++++ Material to process

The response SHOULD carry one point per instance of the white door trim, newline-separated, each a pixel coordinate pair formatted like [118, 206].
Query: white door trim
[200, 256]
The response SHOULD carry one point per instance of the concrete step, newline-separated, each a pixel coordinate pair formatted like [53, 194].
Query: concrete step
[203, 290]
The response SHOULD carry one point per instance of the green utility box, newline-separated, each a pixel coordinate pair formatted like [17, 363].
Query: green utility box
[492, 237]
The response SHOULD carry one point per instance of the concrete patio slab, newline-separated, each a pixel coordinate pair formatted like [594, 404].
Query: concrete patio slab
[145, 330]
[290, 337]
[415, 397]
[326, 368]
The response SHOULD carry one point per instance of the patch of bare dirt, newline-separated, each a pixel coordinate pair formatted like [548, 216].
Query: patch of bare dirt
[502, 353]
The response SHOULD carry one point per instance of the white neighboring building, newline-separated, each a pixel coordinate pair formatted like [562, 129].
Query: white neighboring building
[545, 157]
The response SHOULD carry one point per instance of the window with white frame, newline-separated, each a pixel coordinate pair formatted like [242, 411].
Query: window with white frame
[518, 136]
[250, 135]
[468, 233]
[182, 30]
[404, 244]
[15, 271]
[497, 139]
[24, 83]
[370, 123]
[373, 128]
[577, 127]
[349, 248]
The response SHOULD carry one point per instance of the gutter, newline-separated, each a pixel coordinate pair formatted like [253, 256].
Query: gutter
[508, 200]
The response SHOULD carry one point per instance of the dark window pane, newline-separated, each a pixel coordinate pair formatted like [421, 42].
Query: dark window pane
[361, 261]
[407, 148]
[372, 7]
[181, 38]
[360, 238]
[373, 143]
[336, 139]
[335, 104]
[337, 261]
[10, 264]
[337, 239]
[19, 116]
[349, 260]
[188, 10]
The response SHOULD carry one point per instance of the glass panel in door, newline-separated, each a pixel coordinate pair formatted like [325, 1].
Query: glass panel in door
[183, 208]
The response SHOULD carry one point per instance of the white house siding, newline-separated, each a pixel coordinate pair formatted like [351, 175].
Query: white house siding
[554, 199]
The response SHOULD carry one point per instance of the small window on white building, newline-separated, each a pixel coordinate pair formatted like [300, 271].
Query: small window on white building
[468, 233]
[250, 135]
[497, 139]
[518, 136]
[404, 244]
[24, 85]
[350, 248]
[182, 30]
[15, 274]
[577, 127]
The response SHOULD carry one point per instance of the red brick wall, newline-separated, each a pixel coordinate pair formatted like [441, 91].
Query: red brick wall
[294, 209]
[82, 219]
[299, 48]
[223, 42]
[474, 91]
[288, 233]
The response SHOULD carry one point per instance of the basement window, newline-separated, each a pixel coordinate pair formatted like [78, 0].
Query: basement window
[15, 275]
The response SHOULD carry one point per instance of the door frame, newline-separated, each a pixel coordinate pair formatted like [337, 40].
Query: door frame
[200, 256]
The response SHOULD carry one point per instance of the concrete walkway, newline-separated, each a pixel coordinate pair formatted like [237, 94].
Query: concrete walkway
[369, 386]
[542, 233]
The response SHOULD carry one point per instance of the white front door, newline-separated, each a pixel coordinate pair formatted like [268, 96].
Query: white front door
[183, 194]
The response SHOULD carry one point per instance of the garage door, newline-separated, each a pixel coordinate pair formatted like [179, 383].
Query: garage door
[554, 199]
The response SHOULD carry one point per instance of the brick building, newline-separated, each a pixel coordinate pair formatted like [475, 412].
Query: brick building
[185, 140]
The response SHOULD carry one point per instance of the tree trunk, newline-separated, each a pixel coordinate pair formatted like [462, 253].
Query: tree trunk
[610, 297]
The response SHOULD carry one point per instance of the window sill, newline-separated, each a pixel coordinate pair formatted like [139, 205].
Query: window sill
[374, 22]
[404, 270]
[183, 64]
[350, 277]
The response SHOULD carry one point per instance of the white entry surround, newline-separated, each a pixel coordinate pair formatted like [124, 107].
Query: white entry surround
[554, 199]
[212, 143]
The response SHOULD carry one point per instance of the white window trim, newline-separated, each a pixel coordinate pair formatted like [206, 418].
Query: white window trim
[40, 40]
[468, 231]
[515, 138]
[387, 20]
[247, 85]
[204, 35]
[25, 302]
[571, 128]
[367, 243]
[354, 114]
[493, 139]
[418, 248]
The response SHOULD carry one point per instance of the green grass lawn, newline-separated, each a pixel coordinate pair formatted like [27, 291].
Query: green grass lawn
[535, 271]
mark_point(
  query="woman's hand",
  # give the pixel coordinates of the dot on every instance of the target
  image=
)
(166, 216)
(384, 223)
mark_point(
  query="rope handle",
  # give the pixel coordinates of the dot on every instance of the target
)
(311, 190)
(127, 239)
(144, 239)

++++++++

Extract all of the data above without altering anything.

[Solved exercise]
The response SHOULD carry one point per instance of the white door trim, newline-separated, each a pixel coordinate pair formatted like [118, 206].
Query: white door trim
[200, 256]
The response SHOULD carry one point per instance of the concrete step, newline-separated, each a pixel coordinate pair formatted like [53, 194].
Query: concrete step
[203, 290]
The response SHOULD carry one point per instance of the green utility box, newline-separated, each a pixel coordinate pair formatted like [17, 363].
Query: green utility box
[492, 237]
The response SHOULD carry one point per instance of the concrete patio slab, newline-separated, each a pixel coordinate pair formatted like [594, 404].
Query: concrete patio slab
[145, 330]
[290, 337]
[415, 397]
[326, 368]
The response SHOULD carry one point per instance of the patch of bare dirt, newline-separated, each a pixel coordinate pair formatted like [548, 216].
Query: patch of bare dirt
[502, 353]
The response SHOULD carry one point per instance of the white neighboring building, newline-separated, each a pixel coordinate pair formatted like [562, 129].
Query: white neighboring building
[545, 157]
The response SHOULD carry one point per instance of the window with white frame, newline-separated, each a pixel coordinate pair formatted like [242, 411].
Query: window with white frame
[518, 136]
[250, 135]
[468, 233]
[182, 30]
[404, 244]
[15, 271]
[497, 139]
[24, 83]
[370, 123]
[373, 128]
[577, 127]
[349, 248]
The response SHOULD carry one point per instance of the gutter, newline-separated, each a pixel coordinate pair formatted like [253, 256].
Query: gutter
[508, 200]
The response SHOULD carry one point per instance of the dark window pane, newline-separated, each a pixel coordinate pair formatted like [421, 42].
Query: dark window pane
[361, 261]
[407, 148]
[372, 7]
[181, 38]
[360, 238]
[373, 143]
[336, 139]
[335, 104]
[337, 261]
[10, 264]
[337, 239]
[19, 116]
[349, 260]
[188, 10]
The response SHOULD carry one point per instance of the glass panel in door, newline-separated, each a pixel coordinate pair formatted like [325, 1].
Query: glass panel in door
[183, 208]
The response SHOULD carry one point per instance of the white house siding, newline-separated, each a pixel coordinate pair formatted like [351, 175].
Query: white house siding
[554, 199]
The response SHOULD carry one point per instance of the small window on white building, newline-separated, each a pixel coordinate pair formatted like [300, 271].
Query: small window on white building
[468, 233]
[250, 135]
[497, 139]
[518, 136]
[404, 244]
[24, 85]
[350, 248]
[182, 30]
[15, 274]
[577, 127]
The response SHOULD carry one point per instance of the red brick wall, newline-separated, each a pixel coordinate pair formatted like [441, 91].
Query: red brick wall
[294, 209]
[82, 219]
[299, 48]
[223, 42]
[474, 91]
[288, 233]
The response SHOULD carry one point per instance of the basement window, newline-separated, each a pixel coordinate pair formatted like [78, 0].
Query: basement window
[15, 275]
The response SHOULD carry one point per instance of the door frame, newline-separated, each a pixel coordinate pair formatted like [337, 40].
Query: door frame
[200, 256]
The response SHOULD carry one point per instance of the concrete walkway, newline-separated, each a pixel coordinate pair formatted like [237, 94].
Query: concrete walkway
[369, 386]
[542, 233]
The response SHOULD carry one point per instance of the white front door, newline-separated, each a pixel coordinate pair formatted like [268, 96].
Query: white front door
[183, 194]
The response SHOULD carry one point per instance of the garage door, newline-separated, each a pixel coordinate pair formatted like [179, 383].
Query: garage door
[554, 199]
The response SHOULD carry one point per instance of the brick building, newline-separated, each a pixel coordinate pair formatted like [475, 412].
Query: brick building
[185, 140]
The response SHOULD carry one point per instance of the tree trunk, newline-separated, each a pixel coordinate pair formatted like [462, 253].
Query: tree trunk
[610, 297]
The response SHOULD carry one point per instance of the window sill, newline-separated, each a pixel coordinate pair formatted like [139, 205].
Query: window sill
[374, 22]
[404, 270]
[183, 64]
[350, 277]
The response SHOULD carry one point per instance of the white entry surround, newline-separated, each a pixel coordinate pair formatted like [124, 107].
Query: white entry surround
[554, 199]
[212, 143]
The response SHOULD carry one point per instance of the white window trim, newline-separated, each a pixel coordinate pair formatted like [206, 418].
Query: white window trim
[40, 40]
[468, 231]
[515, 138]
[387, 20]
[247, 85]
[204, 35]
[25, 302]
[571, 128]
[367, 243]
[354, 114]
[493, 139]
[418, 248]
The response SHOULD carry one point per instance of the green grass lawn, newline-separated, each a pixel coordinate pair formatted like [27, 291].
Query: green grass lawn
[535, 271]
mark_point(
  query="woman's hand",
  # give the pixel coordinates of the dot on every instance of the target
  image=
)
(166, 216)
(384, 223)
mark_point(
  query="rope handle",
  # give the pixel coordinates of the dot on every instance of the target
)
(311, 190)
(127, 239)
(144, 239)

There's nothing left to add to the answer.